● Short problem
Write the next part of the recipe for garlicky Chickapea pasta with shredded Brussels sprouts, starting after its last step.

● Page excerpt
A deliciously garlicy Chickapea pasta dish topped with shredded Brussels sprouts and vegan parmesan cheese, making it a feast of flavours.
This super simple meal is perfect for a busy evening and so straightforward, anyone can make it. It is a vegan, gluten-free, and nut-free dish that is full of zesty tastes and is budget friendly.
Garlic Butter Instructions:
- Add the softened butter to a small bowl
- Mix in all remaining garlic butter ingredients
- Set in refrigerator until ready to use in the recipe
Pasta Instructions:
- Warm a large pan over medium heat
- Melt ¼ cup garlic butter in the pan
- Add the shredded Brussels sprouts, salt and pepper
- Sauté the brussels sprouts for 5-7 minutes or until they begin to brown
- Meanwhile, prepare the Chickapea shells to package specifications (heat 16 cups of water and 2 Tbsp salt in a large pot over high heat until boiling. Add pasta to the water, decrease the heat to maintain a gentle boil. Stir and cook the pasta for 7 minutes)

● Material provided
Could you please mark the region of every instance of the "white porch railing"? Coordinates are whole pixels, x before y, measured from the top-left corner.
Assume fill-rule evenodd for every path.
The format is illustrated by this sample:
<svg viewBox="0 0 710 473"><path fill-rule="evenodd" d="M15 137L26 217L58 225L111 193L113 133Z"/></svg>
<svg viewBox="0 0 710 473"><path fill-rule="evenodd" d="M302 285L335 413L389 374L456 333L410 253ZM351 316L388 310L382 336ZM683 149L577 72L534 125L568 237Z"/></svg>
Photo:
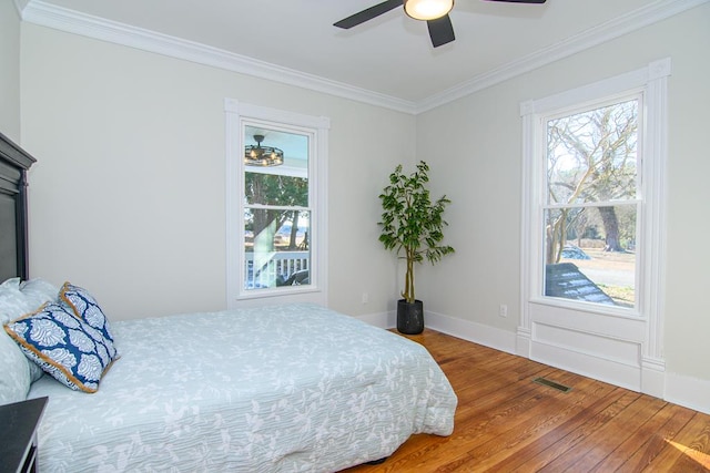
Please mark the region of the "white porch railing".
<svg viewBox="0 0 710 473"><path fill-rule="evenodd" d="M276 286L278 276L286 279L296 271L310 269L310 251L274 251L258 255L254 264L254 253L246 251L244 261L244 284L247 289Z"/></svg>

---

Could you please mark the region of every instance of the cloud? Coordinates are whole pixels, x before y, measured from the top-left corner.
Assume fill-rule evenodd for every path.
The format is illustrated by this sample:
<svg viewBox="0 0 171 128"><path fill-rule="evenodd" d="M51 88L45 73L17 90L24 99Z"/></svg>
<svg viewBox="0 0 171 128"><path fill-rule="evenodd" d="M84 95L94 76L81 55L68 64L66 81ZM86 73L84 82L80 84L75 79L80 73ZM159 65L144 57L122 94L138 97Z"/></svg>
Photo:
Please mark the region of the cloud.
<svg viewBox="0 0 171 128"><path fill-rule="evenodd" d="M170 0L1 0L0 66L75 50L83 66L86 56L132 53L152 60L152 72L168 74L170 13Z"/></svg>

● Answer to the problem
- Dain the pasta reserving ½ cup starch water
- Transfer the pasta and starch water to the frying pan and mix into the Brussels sprouts
- Plate the portions of pasta and top with fresh lemon juice and additional garlic butter to taste
- Serve hot with lemon wedges and vegan parmesan cheese on the side
- Enjoy!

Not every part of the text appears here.